The Missed Early Warning Signs
Something Was Already Happening
Most people imagine a health crisis arriving without warning. One moment everything is fine and the next it is not. But research is telling a different story. In the majority of serious cardiovascular events, the body had already been sending signals. Subtle ones. Easy to dismiss. The kind that get chalked up to stress, aging, or a bad night of sleep. The crisis did not appear out of nowhere. It arrived after a period of quiet warning that most people never recognized for what it was. Understanding that gap between signal and awareness is one of the most important conversations in healthcare today.

» Given records:
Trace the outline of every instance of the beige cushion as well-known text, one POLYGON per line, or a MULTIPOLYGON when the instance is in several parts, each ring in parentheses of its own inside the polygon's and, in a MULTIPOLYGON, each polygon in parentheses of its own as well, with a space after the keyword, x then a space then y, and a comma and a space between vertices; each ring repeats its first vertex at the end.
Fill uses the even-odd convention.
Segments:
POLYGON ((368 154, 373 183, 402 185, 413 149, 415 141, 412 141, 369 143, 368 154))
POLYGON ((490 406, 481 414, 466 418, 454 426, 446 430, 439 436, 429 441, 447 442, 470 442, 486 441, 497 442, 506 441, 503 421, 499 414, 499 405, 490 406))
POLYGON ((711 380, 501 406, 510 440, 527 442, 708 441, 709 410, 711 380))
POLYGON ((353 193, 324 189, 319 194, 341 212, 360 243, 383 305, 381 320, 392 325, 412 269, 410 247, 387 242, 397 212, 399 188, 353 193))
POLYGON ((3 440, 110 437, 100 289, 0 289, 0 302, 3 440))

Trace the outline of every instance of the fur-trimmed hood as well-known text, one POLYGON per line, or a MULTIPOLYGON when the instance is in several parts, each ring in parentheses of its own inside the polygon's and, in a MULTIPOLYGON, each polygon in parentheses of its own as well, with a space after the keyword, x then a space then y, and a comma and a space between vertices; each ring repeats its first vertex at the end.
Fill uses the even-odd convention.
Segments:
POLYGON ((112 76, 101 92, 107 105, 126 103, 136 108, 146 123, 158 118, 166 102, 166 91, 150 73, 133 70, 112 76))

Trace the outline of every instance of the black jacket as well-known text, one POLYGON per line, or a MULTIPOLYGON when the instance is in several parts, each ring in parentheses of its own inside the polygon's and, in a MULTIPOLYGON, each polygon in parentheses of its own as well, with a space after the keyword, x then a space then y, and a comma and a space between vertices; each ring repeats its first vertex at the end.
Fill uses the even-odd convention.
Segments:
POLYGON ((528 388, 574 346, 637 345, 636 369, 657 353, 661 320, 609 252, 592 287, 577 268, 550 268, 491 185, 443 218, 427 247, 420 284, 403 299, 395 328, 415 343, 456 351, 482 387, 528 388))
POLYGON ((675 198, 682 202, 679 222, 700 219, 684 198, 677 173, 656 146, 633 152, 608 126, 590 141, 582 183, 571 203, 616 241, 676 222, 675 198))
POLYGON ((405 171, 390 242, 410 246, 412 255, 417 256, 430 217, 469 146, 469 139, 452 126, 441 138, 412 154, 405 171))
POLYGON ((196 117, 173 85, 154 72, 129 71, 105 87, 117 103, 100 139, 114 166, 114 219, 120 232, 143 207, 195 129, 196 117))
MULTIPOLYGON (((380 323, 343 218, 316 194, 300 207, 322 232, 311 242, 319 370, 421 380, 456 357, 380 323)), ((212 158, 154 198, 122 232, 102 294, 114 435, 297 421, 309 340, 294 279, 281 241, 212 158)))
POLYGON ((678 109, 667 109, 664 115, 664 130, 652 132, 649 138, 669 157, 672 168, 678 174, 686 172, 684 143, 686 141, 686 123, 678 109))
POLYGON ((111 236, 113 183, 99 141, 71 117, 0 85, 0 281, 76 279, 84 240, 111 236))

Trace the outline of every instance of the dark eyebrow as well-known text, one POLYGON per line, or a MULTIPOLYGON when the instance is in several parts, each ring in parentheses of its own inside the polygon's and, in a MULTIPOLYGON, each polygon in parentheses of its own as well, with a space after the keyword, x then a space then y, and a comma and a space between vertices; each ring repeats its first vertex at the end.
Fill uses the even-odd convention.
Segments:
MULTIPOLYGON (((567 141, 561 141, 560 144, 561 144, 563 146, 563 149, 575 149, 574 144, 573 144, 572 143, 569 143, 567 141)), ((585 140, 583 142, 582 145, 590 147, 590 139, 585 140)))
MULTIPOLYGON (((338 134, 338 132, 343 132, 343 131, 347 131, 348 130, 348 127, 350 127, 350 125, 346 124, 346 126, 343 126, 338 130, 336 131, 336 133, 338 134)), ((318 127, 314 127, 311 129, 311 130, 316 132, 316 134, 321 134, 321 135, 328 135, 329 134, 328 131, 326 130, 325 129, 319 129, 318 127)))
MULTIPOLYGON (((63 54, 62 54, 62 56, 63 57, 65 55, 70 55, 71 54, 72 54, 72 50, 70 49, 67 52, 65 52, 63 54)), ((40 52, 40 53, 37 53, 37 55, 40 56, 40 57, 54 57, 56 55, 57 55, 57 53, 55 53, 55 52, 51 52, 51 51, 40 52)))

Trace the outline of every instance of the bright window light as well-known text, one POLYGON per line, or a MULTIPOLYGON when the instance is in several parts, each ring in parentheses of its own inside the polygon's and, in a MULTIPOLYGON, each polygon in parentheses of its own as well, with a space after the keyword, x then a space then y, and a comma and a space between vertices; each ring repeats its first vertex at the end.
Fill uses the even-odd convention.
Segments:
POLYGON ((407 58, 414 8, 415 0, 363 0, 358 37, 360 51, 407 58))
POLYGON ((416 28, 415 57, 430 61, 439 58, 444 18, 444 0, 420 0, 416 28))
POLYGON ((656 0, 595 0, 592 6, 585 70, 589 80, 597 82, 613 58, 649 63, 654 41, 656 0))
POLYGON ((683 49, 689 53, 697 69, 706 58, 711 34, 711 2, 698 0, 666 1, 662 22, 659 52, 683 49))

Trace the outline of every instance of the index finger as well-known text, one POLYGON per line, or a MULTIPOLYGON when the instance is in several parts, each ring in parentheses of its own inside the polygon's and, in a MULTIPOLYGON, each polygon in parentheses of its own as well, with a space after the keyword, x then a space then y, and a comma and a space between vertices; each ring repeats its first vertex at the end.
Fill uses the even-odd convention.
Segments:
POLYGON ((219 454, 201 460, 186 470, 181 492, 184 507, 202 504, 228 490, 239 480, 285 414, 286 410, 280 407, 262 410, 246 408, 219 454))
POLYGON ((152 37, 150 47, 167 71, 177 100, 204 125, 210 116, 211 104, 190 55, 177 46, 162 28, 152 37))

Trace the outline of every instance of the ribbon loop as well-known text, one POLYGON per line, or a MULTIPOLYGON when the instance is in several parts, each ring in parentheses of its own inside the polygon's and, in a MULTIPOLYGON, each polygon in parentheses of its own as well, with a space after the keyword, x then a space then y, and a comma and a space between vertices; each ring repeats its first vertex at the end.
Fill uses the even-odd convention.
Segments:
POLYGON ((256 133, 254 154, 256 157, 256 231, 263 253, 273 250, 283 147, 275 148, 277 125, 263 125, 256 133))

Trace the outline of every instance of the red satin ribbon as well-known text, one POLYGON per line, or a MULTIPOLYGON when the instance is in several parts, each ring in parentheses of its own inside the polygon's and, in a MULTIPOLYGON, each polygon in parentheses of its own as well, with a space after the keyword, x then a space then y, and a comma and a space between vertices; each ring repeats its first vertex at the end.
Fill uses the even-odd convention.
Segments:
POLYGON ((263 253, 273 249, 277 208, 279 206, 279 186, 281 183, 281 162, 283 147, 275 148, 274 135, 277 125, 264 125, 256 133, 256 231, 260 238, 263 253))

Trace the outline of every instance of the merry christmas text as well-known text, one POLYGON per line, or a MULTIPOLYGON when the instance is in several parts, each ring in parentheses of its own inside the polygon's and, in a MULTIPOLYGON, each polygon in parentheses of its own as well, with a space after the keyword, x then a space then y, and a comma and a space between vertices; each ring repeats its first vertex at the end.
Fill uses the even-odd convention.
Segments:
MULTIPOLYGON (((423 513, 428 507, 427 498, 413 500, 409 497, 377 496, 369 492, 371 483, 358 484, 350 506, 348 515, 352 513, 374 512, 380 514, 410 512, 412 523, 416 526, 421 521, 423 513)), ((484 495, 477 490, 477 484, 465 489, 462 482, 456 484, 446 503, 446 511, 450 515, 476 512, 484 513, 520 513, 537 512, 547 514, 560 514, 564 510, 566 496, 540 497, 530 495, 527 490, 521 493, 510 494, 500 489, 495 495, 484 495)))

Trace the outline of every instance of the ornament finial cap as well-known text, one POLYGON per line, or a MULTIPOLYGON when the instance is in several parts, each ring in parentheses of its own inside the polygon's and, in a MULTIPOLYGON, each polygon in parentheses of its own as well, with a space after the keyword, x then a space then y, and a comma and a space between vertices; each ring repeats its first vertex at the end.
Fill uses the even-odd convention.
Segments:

» Work request 1:
List the everyday explanations that, according to the excerpt on missed early warning signs, people commonly use to dismiss the body's subtle signals.
» Work request 2:
Write a continuation of the excerpt on missed early warning signs, starting after its final sentence.

» Response box 1:
stress, aging, a bad night of sleep

» Response box 2:
The Cost of Missing the Signal
When warning signs go unrecognized, the response that follows is almost always reactive. And reactive care carries a price that extends far beyond the initial emergency. Hospital admissions, intensive interventions, extended rehabilitation, and long term support services all follow a crisis that may have been building quietly for weeks or months beforehand. Medicare spends hundreds of billions of dollars annually responding to events that in many cases were preceded by detectable signals. The financial weight of a single missed warning can ripple through a family for years. The cost is not only medical. It reshapes finances, routines, and long term stability in ways that are difficult to recover from.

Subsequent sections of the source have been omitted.